Instructions to follow —
Set out every line of the listing below as a Markdown table with two columns, Row and Text. Number each line in Row and leave out any blank lines.

Data records —
* * * *

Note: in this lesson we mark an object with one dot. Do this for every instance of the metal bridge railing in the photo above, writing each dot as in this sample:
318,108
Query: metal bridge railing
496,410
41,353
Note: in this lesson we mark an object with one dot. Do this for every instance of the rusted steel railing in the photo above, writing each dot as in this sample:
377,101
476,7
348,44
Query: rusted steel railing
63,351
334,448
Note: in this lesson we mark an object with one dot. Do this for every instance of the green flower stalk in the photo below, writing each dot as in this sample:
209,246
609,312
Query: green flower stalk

* * * *

Finished exercise —
| Row | Text |
|---|---|
| 1 | Note: in this lesson we mark an object with one dot. Do this for every instance of the metal bridge railing in the photo above, writing each dot as in this sample: |
| 2 | 318,108 |
| 3 | Query: metal bridge railing |
| 4 | 496,410 |
| 5 | 41,353 |
| 6 | Note: in this lesson we mark an object with one dot. Do this for every instance of the rusted steel railing in the photo above, writing each dot as in this sample: |
| 7 | 377,101 |
| 8 | 476,7 |
| 9 | 348,44 |
| 10 | Query: rusted steel railing |
| 11 | 63,351 |
| 12 | 334,448 |
| 13 | Note: in this lesson we mark an object with one dot. Do this for every instance of the green flower stalk in the photo below, writing each dot as in this sample: |
| 14 | 209,246 |
| 15 | 609,312 |
| 16 | Query: green flower stalk |